- **TEXTE À LIRE**:

Depuis leur retour au pouvoir l'année dernière, les talibans ont imposé une série de restrictions à la société civile, dont une grande partie visent à soumettre les femmes à leur conception intégriste de l'islam.
Au début du mois, le chef suprême des talibans, Hibatullah Akhundzada, a émis un ordre selon lequel les femmes devaient se couvrir entièrement en public, y compris le visage, idéalement avec la burqa, un voile intégral doté d'une grille en tissu au niveau des yeux.
Auparavant, un foulard couvrant les cheveux suffisait.
Le redouté ministère afghan de la Promotion de la vertu et de la Prévention du vice avait ordonné aux présentatrices de télévision de s'y conformer d'ici samedi.
- "Pression sur les médias" -
Les journalistes femmes avaient d'abord choisi de ne pas se plier à cet ordre, en passant à l'antenne en direct sans dissimuler leur visage.
Avant de faire volte-face: dimanche, les présentatrices portaient le voile intégral, laissant uniquement voir leurs yeux et leur front, pour présenter les journaux sur les chaînes TOLOnews, Ariana Television, Shamshad TV et 1TV.
Par solidarité avec leurs consœurs et pour protester contre l'ordre des talibans, les présentateurs de TOLOnews et 1TV ont décidé de passer à l'antenne en portant des masques noirs.
Ainsi masqués, ils présentent aussi parfois des émissions en commun avec leurs collègues féminines.
"Les talibans veulent faire pression sur les médias avec ces restrictions (...). Ils veulent que les médias fonctionnent selon leurs plans", a regretté Nisar Nabil, portant une cravate et vêtu d'un blazer et d'un jean.
Dans les bureaux de 1TV, une autre importante chaîne privée, les présentateurs masculins et les employés du réseau portent aussi des masques, tandis que les femmes sont vêtues d'un voile intégral, laissant uniquement voir leurs yeux et leur front.
"Nous sommes d'accord avec nos présentatrices qui acceptent de porter des hijabs islamiques mais ne souhaitent pas avoir de masque, car il est difficile de tenir une émission pendant trois ou quatre heures comme ça", a déclaré à l'AFP le rédacteur en chef de la chaîne, Idrees Faroqi.
- Restrictions pour les présentateurs ? -
"Nous espérons qu'ils (les talibans) reviendront sur leur décision et supprimeront ces restrictions", ajoute-t-il.
Derrière lui, une journaliste présente un bulletin d'information. Pendant les pauses, elle essuie la sueur qui perle sur son visage.
Les responsables talibans ne semblent pas s'orienter vers une annulation du décret.
"Si obliger les présentateurs à porter une cravate est accepté, alors pourquoi obliger à porter un hijab serait-il un mal", a estimé le porte-parole adjoint du gouvernement Inamullah Samangani, sur Twitter cette semaine.
"Si une cravate peut faire partie d'un uniforme (à la télévision), pourquoi un hijab ne peut-il pas en faire partie aussi ?", a-t-il ajouté.
Selon Mohib Yousufi, présentateur à 1TV, ce n'est qu'une question de temps avant que les autorités n'imposent aussi des restrictions vestimentaires aux hommes.
"De nombreux présentateurs masculins craignent maintenant qu'il y ait aussi des restrictions sur leur façon de s'habiller", s'inquiète le journaliste, portant costume et masque noir.
Sur la télévision d'Etat, où aucune femme ne présente le journal, les présentateurs masculins portent maintenant le shalwar kameez - la tunique traditionnelle afghane - et un turban.

- **CONSIGNE 1**: Réécrivez s'il vous plaît en liste JSON de chaînes les enregistrements de la ligne contenant "Is there any wooden plank" à la ligne contenant "[0,4,87,75]", bornes comprises, à raison d'une chaîne par ligne et sans les lignes vides.
L'article et les enregistrements proviennent de sources distinctes.

- **DONNÉES À TRAITER**:
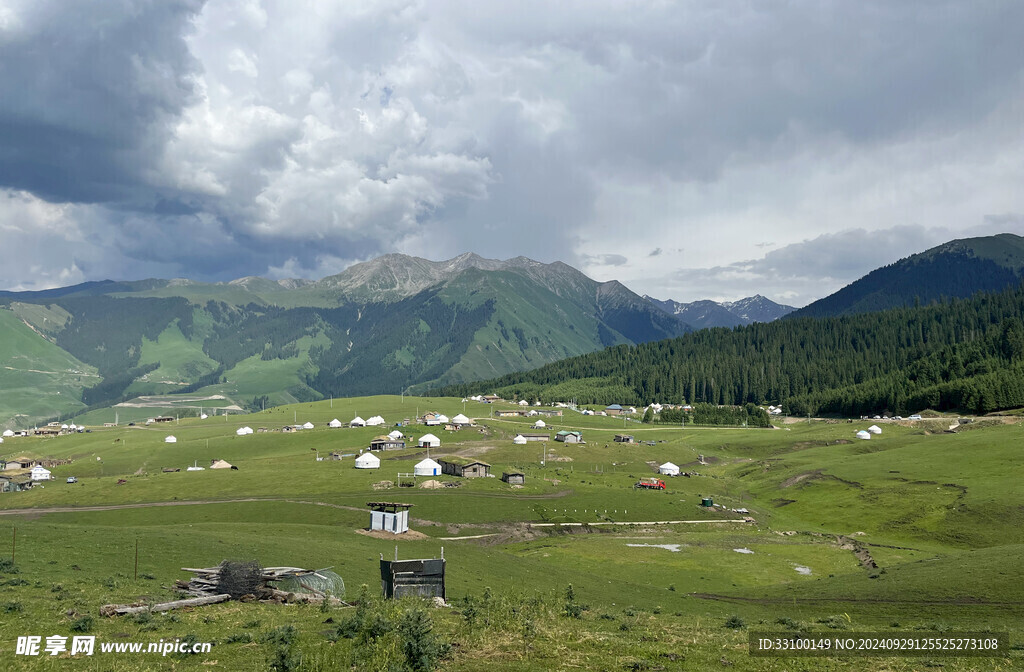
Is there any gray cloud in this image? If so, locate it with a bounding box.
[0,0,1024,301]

--

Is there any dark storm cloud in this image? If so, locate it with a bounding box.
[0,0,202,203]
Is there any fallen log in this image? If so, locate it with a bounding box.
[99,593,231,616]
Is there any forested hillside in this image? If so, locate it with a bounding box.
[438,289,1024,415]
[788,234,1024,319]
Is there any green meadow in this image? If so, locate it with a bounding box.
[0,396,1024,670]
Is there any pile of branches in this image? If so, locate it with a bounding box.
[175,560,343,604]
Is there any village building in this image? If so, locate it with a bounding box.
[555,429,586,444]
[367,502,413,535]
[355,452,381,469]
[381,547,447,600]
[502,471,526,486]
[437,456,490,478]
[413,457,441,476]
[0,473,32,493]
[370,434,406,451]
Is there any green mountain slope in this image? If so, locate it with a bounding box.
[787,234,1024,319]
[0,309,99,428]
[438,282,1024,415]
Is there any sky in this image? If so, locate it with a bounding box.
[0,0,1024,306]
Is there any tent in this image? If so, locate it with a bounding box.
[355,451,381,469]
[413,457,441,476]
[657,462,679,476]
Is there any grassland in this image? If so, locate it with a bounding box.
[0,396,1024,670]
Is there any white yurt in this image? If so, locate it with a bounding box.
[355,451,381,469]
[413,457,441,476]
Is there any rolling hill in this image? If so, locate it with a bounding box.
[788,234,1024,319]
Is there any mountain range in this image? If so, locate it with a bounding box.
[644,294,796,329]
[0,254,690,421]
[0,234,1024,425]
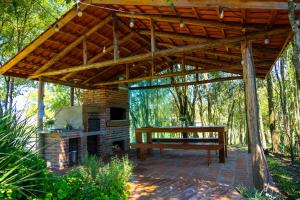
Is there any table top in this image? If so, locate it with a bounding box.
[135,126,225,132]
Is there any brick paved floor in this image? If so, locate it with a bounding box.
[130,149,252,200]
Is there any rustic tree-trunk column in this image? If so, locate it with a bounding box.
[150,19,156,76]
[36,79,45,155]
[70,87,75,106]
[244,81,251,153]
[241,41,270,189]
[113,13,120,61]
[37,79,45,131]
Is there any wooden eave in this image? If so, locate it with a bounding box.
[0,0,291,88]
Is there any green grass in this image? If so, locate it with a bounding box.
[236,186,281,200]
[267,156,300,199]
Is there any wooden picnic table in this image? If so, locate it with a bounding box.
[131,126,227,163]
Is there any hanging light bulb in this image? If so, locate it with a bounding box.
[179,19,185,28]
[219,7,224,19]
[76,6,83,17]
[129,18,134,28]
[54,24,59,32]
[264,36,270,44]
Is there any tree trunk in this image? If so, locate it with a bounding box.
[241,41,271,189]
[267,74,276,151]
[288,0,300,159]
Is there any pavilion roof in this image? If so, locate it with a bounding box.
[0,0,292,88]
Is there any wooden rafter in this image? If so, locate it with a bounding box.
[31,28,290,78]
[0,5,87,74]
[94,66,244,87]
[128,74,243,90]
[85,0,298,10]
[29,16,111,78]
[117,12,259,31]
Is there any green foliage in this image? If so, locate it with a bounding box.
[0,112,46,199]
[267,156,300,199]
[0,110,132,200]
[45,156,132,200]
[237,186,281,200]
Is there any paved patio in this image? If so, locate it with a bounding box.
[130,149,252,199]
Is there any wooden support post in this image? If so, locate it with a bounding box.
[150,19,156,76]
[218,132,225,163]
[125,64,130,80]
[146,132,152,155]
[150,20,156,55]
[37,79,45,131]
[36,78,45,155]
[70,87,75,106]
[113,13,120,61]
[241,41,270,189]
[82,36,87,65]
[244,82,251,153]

* * *

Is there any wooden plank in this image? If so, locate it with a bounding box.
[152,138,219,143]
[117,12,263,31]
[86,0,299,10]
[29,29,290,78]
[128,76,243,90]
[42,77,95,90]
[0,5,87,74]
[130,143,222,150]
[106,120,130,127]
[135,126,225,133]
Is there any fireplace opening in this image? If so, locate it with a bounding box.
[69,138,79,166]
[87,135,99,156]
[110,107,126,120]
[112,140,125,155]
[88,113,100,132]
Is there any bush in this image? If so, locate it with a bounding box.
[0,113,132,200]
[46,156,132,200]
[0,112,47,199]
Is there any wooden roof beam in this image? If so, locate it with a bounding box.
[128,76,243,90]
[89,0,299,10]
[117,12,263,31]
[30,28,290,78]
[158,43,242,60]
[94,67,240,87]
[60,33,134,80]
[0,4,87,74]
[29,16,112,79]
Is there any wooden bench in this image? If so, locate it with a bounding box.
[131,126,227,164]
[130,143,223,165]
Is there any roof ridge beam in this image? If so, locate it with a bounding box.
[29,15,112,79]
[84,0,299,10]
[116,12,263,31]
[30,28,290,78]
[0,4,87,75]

- **CONSIGNE 2**:
Répondez à ces questions d'après l'article :
(a) Sur quelles chaînes les présentatrices portaient-elles le voile intégral dimanche ?
(b) Qui est le rédacteur en chef de 1TV ?
(c) Que portent maintenant les présentateurs masculins de la télévision d'État ?

- **RÉPONSE RÉDIGÉE 1**:
[
  "Is there any wooden plank in this image? If so, locate it with a bounding box.",
  "[152,138,219,143]",
  "[117,12,263,31]",
  "[86,0,299,10]",
  "[29,29,290,78]",
  "[128,76,243,90]",
  "[42,77,95,90]",
  "[0,5,87,74]",
  "[130,143,222,150]",
  "[106,120,130,127]",
  "[135,126,225,133]",
  "Is there any fireplace opening in this image? If so, locate it with a bounding box.",
  "[69,138,79,166]",
  "[87,135,99,156]",
  "[110,107,126,120]",
  "[112,140,125,155]",
  "[88,113,100,132]",
  "Is there any bush in this image? If so, locate it with a bounding box.",
  "[0,113,132,200]",
  "[46,156,132,200]",
  "[0,112,47,199]",
  "Is there any wooden roof beam in this image? If so, locate it with a bounding box.",
  "[128,76,243,90]",
  "[89,0,299,10]",
  "[117,12,263,31]",
  "[30,28,290,78]",
  "[158,43,242,60]",
  "[94,67,240,87]",
  "[60,33,134,80]",
  "[0,4,87,74]",
  "[29,16,112,79]",
  "Is there any wooden bench in this image? If so, locate it with a bounding box.",
  "[131,126,227,164]",
  "[130,143,223,165]",
  "Is there any roof ridge beam in this image? If so, locate it with a bounding box.",
  "[29,15,112,79]",
  "[84,0,299,10]",
  "[116,12,263,31]",
  "[30,28,290,78]",
  "[0,4,87,75]"
]

- **RÉPONSE RÉDIGÉE 2**:
(a) Sur TOLOnews, Ariana Television, Shamshad TV et 1TV.
(b) Idrees Faroqi.
(c) Le shalwar kameez, la tunique traditionnelle afghane, et un turban.